• [Set exercise] Quote everything in the records below from the line containing "of the sailboat" down to the line containing "column 524, row 53", including both of those lines, and leave out any pictures.

※ ※ ※

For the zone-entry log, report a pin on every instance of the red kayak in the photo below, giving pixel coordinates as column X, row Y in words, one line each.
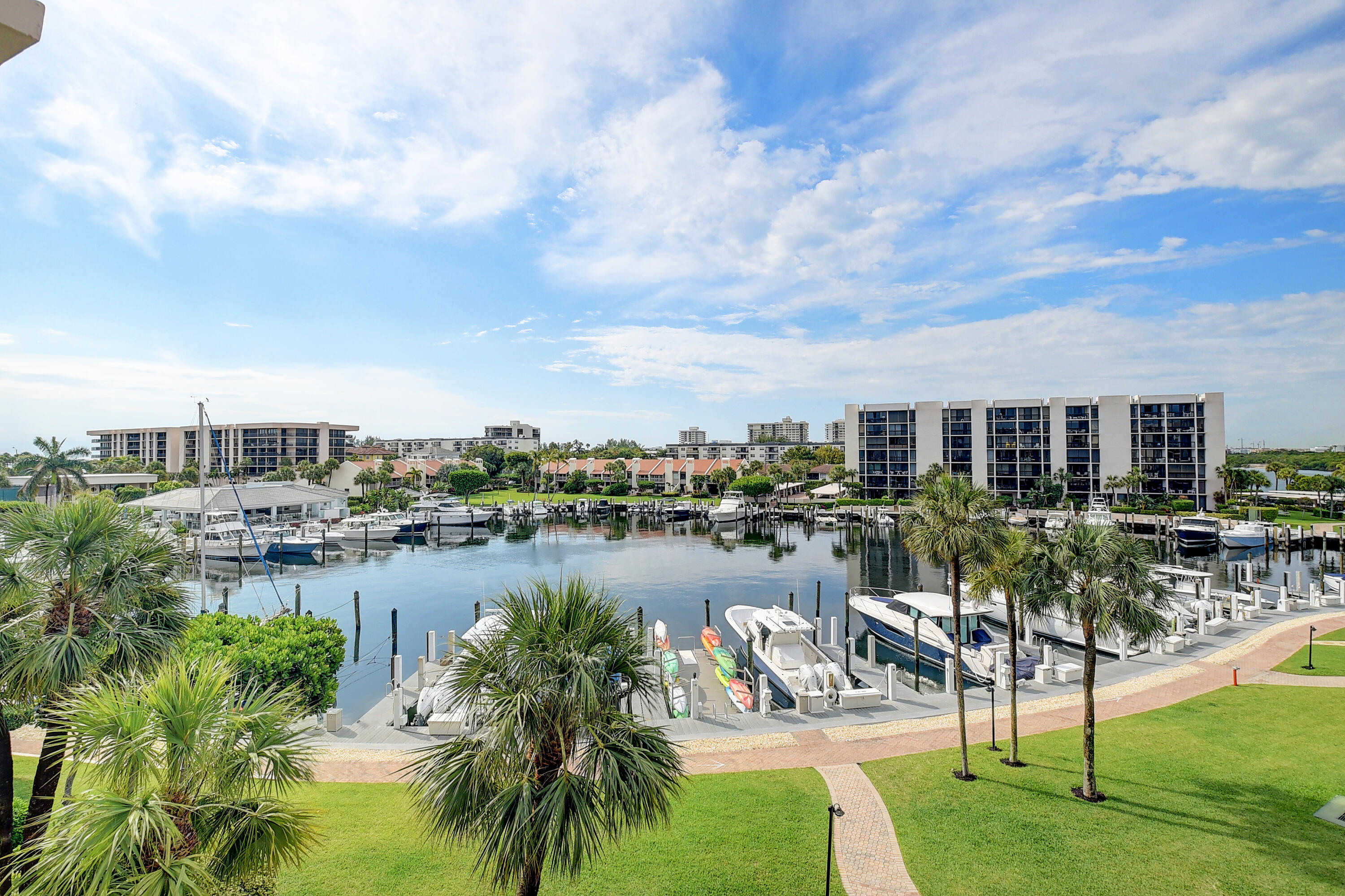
column 711, row 640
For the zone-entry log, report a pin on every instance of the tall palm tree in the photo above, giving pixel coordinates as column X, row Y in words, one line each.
column 1102, row 580
column 365, row 478
column 54, row 466
column 557, row 770
column 96, row 598
column 189, row 775
column 1005, row 570
column 953, row 521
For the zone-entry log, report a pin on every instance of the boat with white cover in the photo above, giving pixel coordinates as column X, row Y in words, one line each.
column 1197, row 531
column 226, row 537
column 732, row 508
column 895, row 617
column 797, row 669
column 1246, row 535
column 1098, row 515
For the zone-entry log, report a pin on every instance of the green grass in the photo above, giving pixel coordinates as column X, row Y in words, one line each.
column 743, row 833
column 1211, row 796
column 1327, row 661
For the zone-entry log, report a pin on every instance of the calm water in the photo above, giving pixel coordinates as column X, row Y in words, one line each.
column 669, row 571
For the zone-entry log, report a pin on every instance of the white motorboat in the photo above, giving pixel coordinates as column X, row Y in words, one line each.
column 793, row 664
column 226, row 537
column 360, row 528
column 732, row 508
column 895, row 617
column 1246, row 535
column 1098, row 515
column 1197, row 531
column 288, row 541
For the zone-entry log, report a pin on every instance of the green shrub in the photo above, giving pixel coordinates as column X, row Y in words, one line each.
column 303, row 653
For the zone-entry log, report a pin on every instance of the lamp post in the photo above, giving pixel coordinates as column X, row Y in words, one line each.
column 834, row 812
column 993, row 746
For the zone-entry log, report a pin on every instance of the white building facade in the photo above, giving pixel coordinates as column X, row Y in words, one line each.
column 255, row 449
column 1007, row 444
column 783, row 431
column 512, row 436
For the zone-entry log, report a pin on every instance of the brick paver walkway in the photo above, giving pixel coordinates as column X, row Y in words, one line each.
column 868, row 855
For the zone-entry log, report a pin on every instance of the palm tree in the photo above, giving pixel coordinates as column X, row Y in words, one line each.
column 189, row 775
column 365, row 478
column 1102, row 580
column 54, row 466
column 557, row 770
column 1005, row 570
column 949, row 523
column 96, row 598
column 1113, row 484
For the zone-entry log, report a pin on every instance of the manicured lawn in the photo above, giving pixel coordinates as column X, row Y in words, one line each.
column 744, row 833
column 1212, row 796
column 1327, row 661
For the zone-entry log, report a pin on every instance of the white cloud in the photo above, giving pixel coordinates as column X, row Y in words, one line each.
column 1087, row 347
column 48, row 390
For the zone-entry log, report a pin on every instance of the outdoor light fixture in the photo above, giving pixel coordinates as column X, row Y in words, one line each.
column 834, row 812
column 993, row 746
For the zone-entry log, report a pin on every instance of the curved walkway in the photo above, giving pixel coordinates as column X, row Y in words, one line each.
column 868, row 855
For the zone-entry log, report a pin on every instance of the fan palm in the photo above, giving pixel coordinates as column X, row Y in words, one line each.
column 189, row 775
column 557, row 770
column 1102, row 580
column 54, row 466
column 953, row 521
column 96, row 597
column 1005, row 570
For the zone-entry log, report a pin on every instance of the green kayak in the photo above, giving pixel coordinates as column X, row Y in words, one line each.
column 728, row 664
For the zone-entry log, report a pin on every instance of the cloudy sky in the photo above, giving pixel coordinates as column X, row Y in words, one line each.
column 619, row 220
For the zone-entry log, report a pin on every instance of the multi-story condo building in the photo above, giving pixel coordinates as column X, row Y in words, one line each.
column 785, row 431
column 512, row 436
column 1177, row 442
column 767, row 453
column 253, row 449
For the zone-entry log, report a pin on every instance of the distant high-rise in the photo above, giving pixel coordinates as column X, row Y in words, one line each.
column 783, row 431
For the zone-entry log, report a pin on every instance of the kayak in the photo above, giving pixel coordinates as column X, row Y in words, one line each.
column 727, row 661
column 711, row 640
column 738, row 691
column 672, row 667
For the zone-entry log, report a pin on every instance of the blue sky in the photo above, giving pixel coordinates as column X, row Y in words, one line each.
column 620, row 221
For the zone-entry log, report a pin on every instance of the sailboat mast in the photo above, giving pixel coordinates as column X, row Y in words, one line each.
column 202, row 459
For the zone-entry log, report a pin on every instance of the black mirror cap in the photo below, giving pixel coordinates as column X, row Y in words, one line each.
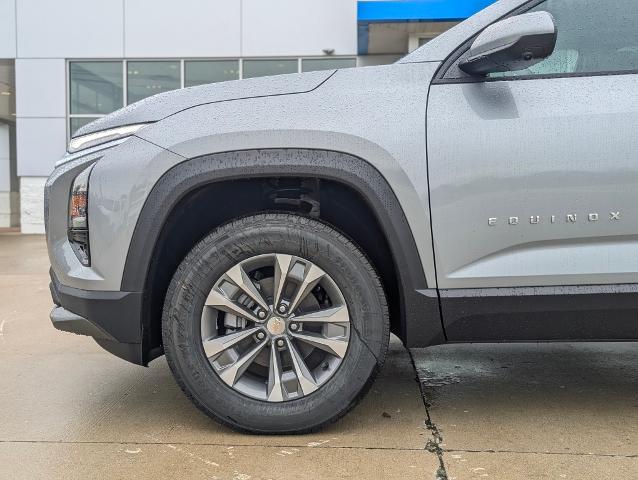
column 524, row 53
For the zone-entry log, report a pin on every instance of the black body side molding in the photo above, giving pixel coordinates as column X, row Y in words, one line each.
column 567, row 313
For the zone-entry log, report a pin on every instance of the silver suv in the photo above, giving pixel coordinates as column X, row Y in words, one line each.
column 267, row 235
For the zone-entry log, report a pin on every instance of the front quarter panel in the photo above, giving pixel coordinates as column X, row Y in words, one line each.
column 375, row 113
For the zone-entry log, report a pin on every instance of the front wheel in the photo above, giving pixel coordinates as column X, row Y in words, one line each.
column 275, row 323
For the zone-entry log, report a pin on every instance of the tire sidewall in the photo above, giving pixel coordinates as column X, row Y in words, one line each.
column 267, row 234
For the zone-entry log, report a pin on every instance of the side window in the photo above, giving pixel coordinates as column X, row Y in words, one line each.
column 594, row 36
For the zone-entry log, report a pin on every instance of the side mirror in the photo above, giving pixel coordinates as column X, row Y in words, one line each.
column 515, row 43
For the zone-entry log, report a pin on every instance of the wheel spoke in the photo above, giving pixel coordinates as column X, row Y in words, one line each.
column 275, row 387
column 220, row 301
column 304, row 377
column 241, row 279
column 282, row 266
column 232, row 373
column 335, row 346
column 312, row 276
column 329, row 315
column 217, row 345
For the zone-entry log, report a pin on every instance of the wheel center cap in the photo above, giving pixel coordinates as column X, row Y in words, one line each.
column 276, row 326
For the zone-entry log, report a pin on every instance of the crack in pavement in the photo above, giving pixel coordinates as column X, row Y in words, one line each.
column 530, row 452
column 203, row 444
column 433, row 445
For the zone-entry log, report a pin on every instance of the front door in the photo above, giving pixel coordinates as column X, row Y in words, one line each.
column 534, row 174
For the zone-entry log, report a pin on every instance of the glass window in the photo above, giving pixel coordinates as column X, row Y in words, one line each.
column 96, row 87
column 262, row 68
column 200, row 72
column 593, row 37
column 79, row 122
column 149, row 78
column 314, row 64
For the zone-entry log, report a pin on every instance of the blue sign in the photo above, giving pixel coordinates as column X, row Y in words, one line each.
column 419, row 10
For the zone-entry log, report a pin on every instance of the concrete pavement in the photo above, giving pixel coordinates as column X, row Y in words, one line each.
column 70, row 410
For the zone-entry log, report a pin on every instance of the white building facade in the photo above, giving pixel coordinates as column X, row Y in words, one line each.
column 64, row 63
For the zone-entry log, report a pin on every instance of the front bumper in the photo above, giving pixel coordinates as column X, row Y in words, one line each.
column 113, row 319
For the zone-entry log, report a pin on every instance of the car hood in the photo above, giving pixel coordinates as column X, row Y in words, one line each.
column 160, row 106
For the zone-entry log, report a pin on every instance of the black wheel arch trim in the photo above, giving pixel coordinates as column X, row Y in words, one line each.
column 420, row 312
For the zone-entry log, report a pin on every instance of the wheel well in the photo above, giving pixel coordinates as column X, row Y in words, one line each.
column 214, row 204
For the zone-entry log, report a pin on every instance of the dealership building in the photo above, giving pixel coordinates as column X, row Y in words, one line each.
column 65, row 63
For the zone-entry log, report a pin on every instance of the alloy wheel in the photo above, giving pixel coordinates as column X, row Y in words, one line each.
column 275, row 327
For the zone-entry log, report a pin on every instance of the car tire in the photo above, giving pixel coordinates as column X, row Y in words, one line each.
column 306, row 244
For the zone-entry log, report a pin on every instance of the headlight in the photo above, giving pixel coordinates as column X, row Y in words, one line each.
column 97, row 138
column 78, row 231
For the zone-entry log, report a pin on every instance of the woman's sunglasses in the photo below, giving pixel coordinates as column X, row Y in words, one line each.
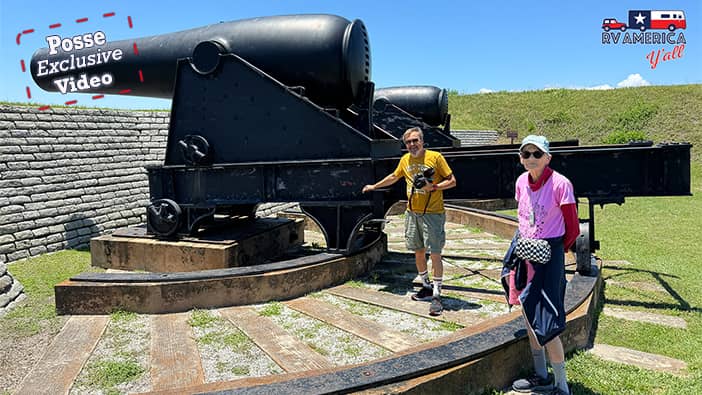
column 527, row 154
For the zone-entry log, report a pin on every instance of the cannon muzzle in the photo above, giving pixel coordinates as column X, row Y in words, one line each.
column 426, row 102
column 326, row 54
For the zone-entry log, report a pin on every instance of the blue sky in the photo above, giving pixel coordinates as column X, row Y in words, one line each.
column 461, row 45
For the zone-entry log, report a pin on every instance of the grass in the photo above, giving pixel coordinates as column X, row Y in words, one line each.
column 38, row 276
column 271, row 309
column 661, row 113
column 202, row 319
column 108, row 374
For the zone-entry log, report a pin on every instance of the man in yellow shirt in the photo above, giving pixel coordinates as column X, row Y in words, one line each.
column 425, row 217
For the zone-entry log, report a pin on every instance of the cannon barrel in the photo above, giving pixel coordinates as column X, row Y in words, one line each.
column 326, row 54
column 426, row 102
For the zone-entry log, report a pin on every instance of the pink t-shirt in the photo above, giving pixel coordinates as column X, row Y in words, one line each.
column 545, row 204
column 548, row 218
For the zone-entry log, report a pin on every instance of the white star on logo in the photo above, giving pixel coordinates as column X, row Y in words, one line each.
column 639, row 18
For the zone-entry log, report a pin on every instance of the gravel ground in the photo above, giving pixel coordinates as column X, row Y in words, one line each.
column 227, row 354
column 126, row 342
column 339, row 347
column 424, row 329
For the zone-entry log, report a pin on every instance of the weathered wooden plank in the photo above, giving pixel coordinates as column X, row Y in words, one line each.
column 175, row 359
column 362, row 327
column 65, row 356
column 404, row 303
column 290, row 353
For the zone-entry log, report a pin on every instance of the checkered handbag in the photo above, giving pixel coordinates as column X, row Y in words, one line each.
column 534, row 250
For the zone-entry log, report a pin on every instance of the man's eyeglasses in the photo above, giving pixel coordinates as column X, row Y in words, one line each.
column 527, row 154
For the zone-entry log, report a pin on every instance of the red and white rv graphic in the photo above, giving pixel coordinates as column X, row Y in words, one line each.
column 657, row 20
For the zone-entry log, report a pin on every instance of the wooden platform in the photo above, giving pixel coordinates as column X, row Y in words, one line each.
column 245, row 245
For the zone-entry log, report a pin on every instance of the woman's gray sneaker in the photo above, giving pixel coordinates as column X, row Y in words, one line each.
column 534, row 383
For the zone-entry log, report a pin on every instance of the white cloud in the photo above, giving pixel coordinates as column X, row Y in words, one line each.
column 633, row 80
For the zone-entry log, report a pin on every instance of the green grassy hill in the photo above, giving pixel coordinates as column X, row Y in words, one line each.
column 659, row 113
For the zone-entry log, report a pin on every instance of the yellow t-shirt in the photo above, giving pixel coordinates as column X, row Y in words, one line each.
column 410, row 166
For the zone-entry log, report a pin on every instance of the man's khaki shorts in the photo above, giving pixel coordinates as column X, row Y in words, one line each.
column 425, row 231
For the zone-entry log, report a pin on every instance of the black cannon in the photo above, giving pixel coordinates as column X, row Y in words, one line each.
column 283, row 109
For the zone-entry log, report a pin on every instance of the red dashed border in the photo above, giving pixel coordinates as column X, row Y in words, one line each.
column 79, row 20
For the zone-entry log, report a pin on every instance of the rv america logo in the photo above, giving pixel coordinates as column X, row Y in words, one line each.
column 649, row 27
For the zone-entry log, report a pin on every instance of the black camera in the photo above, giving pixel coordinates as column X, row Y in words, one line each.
column 423, row 178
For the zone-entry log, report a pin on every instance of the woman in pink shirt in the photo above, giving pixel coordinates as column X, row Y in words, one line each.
column 546, row 210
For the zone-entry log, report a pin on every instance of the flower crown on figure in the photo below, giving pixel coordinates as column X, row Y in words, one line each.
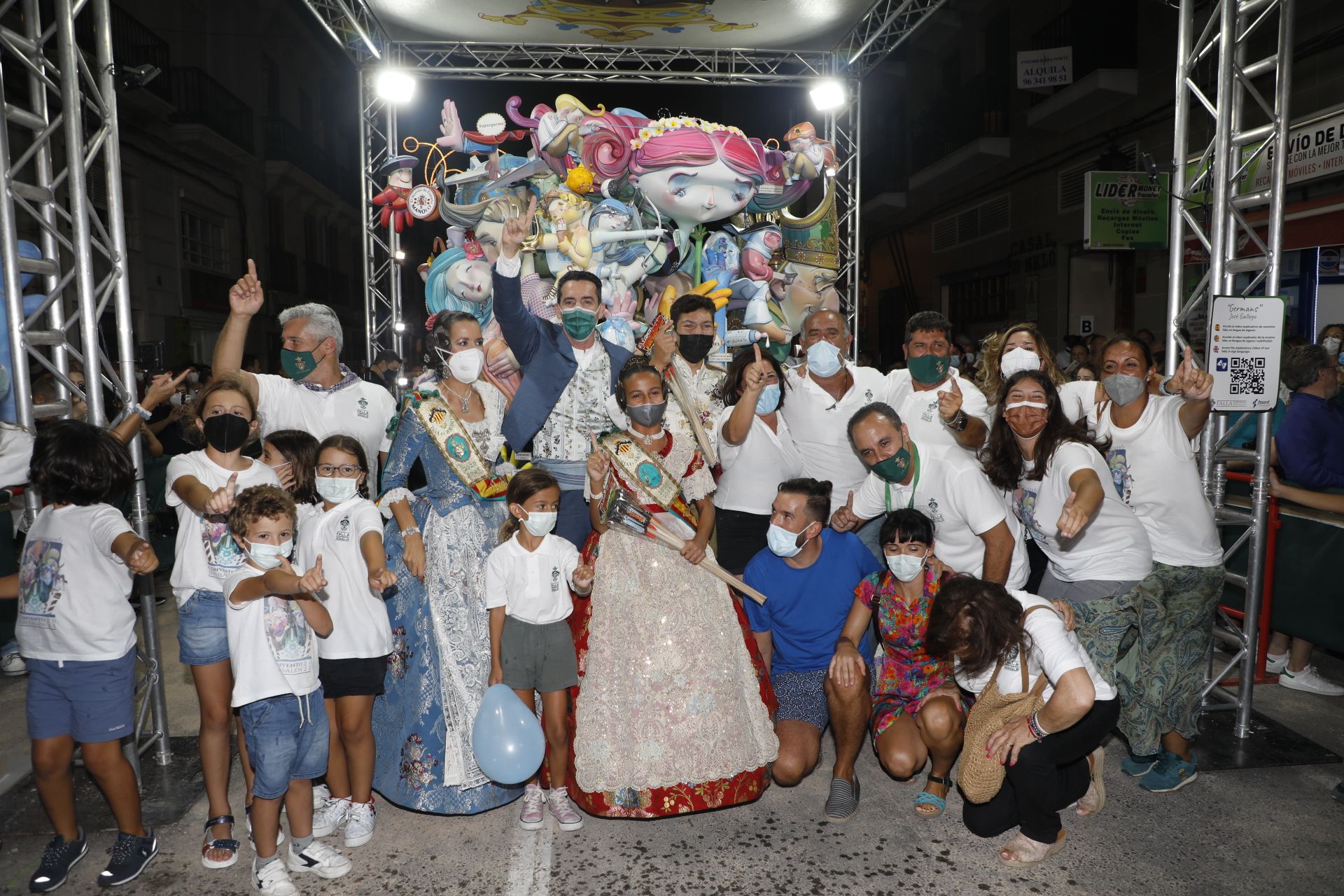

※ ※ ※

• [Full answer]
For the zone-entry log, report a pin on every instance of the sailboat mast in the photo above, giving pixel coordinates as column X, row Y in words, one line each.
column 202, row 459
For the zone-entry log, report a pin on every instance of the black mirror cap in the photo below, giving pixel coordinates as column X, row Y in words, one line each.
column 524, row 53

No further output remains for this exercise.